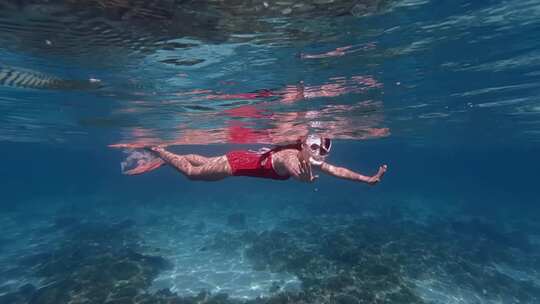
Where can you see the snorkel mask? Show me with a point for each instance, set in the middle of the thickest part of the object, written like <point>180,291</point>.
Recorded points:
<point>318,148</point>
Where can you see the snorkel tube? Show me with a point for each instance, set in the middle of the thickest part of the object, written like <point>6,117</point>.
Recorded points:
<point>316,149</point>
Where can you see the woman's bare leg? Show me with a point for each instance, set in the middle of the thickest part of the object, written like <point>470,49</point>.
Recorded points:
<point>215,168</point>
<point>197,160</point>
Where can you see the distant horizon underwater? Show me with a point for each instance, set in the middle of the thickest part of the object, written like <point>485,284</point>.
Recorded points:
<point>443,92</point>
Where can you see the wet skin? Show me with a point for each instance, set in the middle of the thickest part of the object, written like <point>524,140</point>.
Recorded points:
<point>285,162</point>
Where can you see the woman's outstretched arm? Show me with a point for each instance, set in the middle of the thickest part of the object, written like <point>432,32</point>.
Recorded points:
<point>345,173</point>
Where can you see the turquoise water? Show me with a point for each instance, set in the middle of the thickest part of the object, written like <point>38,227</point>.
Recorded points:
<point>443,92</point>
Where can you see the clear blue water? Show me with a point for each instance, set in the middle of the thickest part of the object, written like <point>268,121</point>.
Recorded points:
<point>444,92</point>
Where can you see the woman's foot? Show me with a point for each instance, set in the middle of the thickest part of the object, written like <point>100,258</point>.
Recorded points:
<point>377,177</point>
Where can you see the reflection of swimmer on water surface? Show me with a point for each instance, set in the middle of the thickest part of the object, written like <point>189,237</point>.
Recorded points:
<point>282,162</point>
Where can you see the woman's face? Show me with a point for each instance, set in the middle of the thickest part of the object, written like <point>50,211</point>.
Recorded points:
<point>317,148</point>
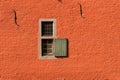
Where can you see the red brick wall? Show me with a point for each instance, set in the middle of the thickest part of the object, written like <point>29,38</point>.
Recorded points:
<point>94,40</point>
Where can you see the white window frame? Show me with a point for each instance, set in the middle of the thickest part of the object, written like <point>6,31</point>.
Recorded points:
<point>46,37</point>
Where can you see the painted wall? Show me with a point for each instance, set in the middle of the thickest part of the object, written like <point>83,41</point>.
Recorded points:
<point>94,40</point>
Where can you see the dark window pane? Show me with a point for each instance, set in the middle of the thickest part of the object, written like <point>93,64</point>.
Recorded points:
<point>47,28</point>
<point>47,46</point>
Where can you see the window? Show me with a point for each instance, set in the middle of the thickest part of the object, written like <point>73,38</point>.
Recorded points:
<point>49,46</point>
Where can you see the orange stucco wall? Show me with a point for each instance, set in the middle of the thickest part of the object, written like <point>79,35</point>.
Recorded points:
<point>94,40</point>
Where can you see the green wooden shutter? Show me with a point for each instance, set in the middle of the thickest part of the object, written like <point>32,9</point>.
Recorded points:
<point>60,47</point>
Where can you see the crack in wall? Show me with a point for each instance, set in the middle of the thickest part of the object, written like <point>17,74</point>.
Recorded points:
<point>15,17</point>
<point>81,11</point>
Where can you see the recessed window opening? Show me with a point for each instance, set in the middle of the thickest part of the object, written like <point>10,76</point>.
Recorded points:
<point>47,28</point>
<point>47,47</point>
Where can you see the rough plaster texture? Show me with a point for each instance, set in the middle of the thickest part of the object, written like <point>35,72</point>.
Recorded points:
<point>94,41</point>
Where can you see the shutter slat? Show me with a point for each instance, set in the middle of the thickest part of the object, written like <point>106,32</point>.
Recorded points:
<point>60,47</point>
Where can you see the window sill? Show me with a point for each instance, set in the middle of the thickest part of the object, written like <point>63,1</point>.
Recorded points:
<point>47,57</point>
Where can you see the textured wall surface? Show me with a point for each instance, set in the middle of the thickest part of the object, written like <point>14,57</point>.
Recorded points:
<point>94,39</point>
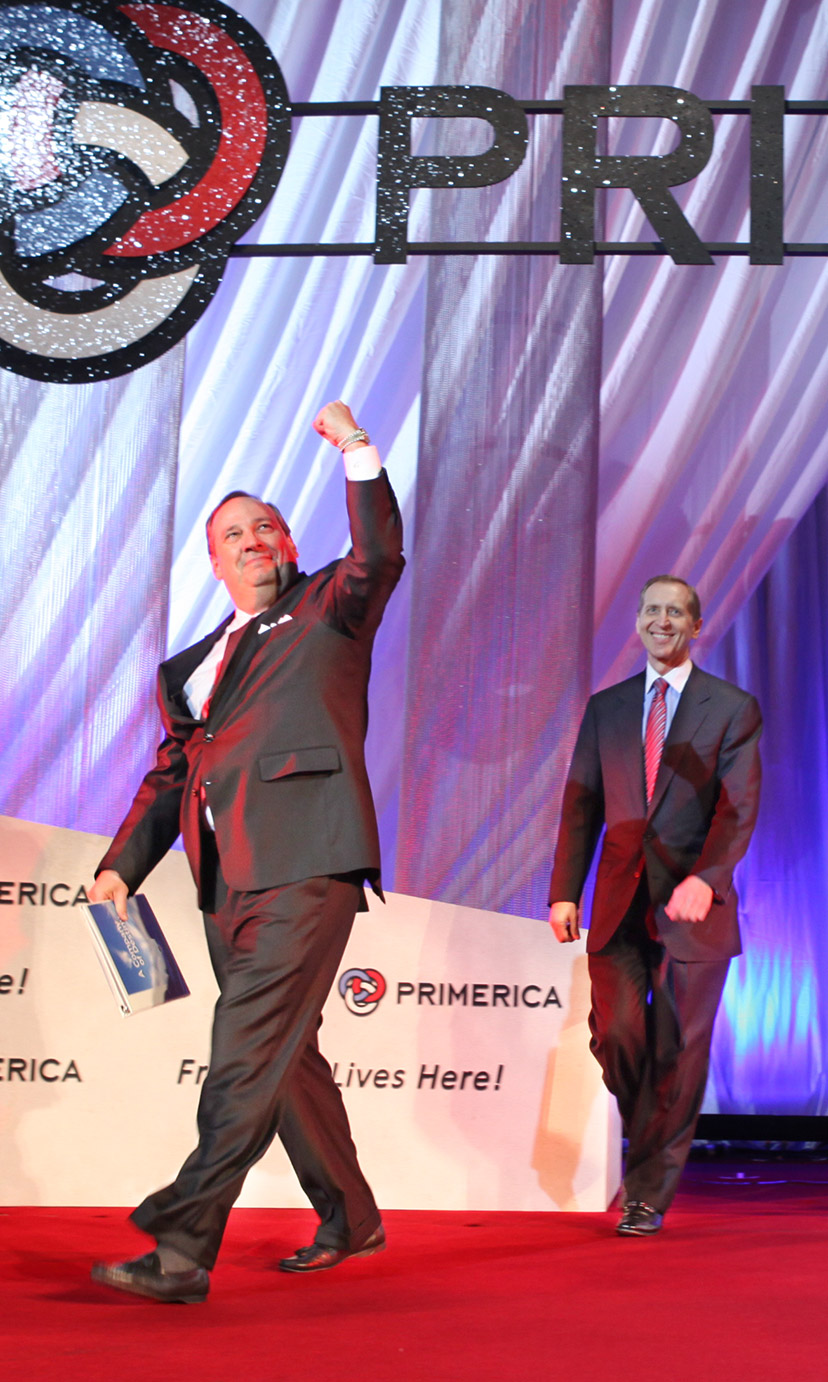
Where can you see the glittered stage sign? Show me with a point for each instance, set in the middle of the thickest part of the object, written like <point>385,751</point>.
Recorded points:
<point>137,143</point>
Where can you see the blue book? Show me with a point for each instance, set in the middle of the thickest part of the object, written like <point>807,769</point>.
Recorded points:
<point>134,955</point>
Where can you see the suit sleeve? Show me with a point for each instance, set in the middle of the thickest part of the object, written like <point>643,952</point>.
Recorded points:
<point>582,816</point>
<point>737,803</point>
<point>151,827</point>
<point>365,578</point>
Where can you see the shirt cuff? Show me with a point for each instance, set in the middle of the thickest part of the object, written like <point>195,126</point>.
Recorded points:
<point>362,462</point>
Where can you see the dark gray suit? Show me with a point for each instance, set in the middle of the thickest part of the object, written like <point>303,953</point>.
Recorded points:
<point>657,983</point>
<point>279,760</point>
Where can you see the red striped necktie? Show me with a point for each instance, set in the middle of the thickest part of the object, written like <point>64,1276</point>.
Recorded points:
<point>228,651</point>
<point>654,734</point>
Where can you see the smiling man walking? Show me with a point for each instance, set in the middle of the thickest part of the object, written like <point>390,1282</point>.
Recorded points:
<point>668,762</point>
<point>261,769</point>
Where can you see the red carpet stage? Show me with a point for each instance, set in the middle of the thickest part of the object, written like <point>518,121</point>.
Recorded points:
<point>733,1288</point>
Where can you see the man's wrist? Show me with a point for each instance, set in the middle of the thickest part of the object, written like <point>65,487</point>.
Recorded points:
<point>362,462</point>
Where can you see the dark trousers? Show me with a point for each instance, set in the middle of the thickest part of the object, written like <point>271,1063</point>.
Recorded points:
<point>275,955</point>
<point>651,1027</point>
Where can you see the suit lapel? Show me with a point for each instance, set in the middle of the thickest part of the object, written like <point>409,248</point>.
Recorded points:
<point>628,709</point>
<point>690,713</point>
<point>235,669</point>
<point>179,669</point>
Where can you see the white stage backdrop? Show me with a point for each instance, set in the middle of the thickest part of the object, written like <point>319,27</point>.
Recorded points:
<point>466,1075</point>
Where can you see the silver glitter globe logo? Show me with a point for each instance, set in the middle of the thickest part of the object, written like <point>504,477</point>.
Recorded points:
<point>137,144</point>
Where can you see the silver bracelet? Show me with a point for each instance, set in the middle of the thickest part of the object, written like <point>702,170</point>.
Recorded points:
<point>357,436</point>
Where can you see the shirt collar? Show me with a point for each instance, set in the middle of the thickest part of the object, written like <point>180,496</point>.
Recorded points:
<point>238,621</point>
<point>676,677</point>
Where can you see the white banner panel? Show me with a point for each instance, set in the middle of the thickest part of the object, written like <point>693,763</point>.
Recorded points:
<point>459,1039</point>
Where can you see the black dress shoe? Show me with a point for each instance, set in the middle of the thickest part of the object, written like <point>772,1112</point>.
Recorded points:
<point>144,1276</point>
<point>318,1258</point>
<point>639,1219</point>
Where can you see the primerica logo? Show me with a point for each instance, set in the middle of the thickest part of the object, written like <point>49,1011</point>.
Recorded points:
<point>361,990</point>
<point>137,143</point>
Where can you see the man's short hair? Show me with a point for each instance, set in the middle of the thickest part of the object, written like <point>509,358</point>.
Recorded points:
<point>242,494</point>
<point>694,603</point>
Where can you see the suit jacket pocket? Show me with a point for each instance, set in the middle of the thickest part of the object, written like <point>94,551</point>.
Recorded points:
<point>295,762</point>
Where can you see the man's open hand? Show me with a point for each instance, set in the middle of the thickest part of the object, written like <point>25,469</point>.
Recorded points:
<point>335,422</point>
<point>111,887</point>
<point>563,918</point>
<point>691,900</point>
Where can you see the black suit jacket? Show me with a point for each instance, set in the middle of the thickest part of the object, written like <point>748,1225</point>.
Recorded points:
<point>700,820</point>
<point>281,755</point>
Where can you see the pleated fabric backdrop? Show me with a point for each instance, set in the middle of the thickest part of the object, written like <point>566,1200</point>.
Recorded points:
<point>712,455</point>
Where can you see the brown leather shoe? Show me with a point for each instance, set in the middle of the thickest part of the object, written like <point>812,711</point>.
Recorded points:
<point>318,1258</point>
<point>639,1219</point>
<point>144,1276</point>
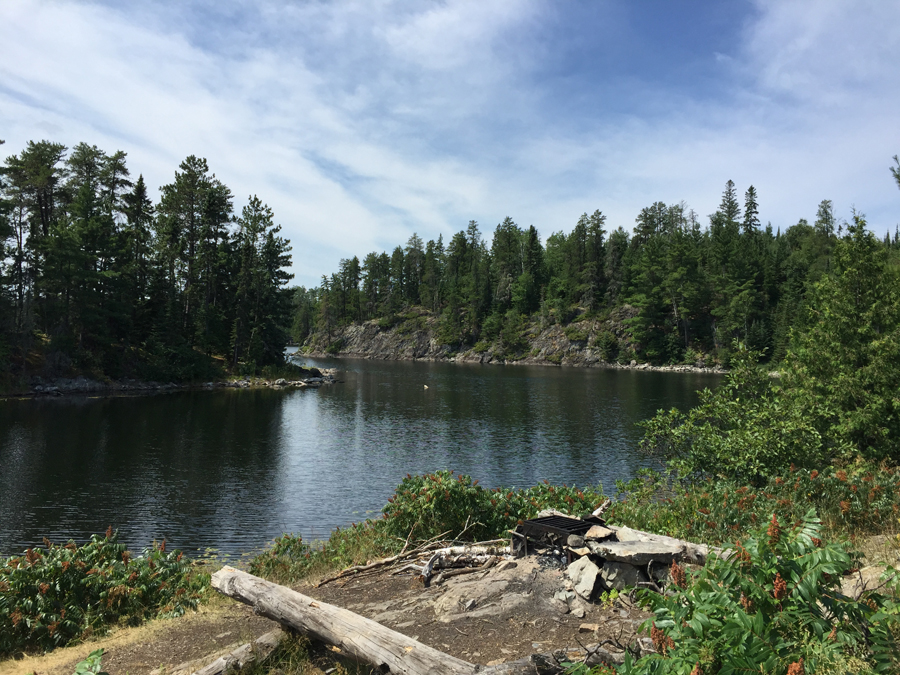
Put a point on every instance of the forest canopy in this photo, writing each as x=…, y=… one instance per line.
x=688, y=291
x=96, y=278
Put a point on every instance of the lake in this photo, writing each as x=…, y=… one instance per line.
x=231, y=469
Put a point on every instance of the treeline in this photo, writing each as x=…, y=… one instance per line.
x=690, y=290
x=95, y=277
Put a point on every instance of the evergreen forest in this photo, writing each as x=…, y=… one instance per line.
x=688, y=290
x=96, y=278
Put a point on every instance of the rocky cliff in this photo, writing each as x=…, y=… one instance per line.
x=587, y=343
-----
Assigned task ▸
Each line above that includes "dark" should be shown.

Answer to the problem ▸
Where can you see the dark window pane? Show me with a point for each instance, set in the middle of the thickest part of the object, written like <point>93,64</point>.
Where can you see the dark gray suit? Show me with a point for each instance, set in the middle of the thickest part of the object, written like <point>303,953</point>.
Where can you see the dark trousers? Show me with a point for each instance, set in the middle of the thickest part of the object, written like <point>271,1063</point>.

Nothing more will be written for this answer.